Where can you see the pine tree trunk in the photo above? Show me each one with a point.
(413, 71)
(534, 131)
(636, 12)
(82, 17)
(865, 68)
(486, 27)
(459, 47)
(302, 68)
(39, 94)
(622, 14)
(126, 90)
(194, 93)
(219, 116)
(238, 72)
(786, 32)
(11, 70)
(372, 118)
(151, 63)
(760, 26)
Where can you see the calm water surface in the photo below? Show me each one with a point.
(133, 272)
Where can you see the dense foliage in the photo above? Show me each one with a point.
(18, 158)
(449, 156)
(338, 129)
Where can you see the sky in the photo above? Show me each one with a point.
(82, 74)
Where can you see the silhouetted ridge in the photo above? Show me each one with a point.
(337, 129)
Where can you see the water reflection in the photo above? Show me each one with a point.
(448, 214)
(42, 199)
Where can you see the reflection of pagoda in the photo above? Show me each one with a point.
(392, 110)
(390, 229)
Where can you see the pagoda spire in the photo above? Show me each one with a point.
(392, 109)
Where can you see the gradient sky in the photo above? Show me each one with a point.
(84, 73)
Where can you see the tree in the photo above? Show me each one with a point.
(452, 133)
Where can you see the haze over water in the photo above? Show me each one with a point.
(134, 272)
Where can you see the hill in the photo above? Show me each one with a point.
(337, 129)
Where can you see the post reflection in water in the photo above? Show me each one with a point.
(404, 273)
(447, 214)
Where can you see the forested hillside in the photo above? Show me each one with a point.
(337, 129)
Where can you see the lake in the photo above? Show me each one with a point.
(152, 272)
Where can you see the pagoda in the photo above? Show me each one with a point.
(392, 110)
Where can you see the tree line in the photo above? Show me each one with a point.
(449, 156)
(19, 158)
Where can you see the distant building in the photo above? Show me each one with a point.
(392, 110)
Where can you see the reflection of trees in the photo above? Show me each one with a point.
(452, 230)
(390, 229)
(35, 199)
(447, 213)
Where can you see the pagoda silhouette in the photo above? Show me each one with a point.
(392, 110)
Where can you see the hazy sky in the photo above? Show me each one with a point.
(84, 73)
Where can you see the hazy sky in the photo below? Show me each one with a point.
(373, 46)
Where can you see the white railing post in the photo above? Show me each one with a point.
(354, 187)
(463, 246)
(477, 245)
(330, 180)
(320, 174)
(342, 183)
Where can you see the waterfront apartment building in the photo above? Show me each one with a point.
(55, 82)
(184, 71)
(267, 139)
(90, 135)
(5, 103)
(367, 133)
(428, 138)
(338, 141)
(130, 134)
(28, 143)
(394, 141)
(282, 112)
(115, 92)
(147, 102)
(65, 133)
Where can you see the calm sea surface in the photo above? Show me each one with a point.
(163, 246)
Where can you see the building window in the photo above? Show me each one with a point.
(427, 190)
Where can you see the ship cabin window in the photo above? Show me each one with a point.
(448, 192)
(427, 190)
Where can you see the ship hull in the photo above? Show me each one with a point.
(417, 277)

_Exercise details_.
Reproduce only those lines of the entries above that run from the line with "Where can you see the ship hull" to the final line.

_Task result_.
Where can you see the ship hull in the photo above? Show me each one with a point.
(417, 277)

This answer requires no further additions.